▸ **条目列表**:
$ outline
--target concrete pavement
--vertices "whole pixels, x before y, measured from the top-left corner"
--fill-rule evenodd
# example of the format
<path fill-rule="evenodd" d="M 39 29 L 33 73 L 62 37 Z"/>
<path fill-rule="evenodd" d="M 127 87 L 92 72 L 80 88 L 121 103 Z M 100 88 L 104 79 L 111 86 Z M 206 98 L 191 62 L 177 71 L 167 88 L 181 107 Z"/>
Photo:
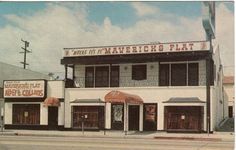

▸ **任务要求**: 改写上面的条目，将“concrete pavement”替换为“asphalt road”，其余一字不改。答案中略去图片。

▸ **练习答案**:
$ outline
--target asphalt road
--vertices "whole pixels, x before y, measured from the top-left corner"
--fill-rule evenodd
# example of the format
<path fill-rule="evenodd" d="M 39 29 L 33 73 L 62 37 Z"/>
<path fill-rule="evenodd" d="M 127 87 L 92 72 L 80 88 L 121 103 Z M 100 88 L 104 79 L 111 86 Z M 206 98 L 191 62 L 177 71 L 167 88 L 181 107 Z"/>
Photo:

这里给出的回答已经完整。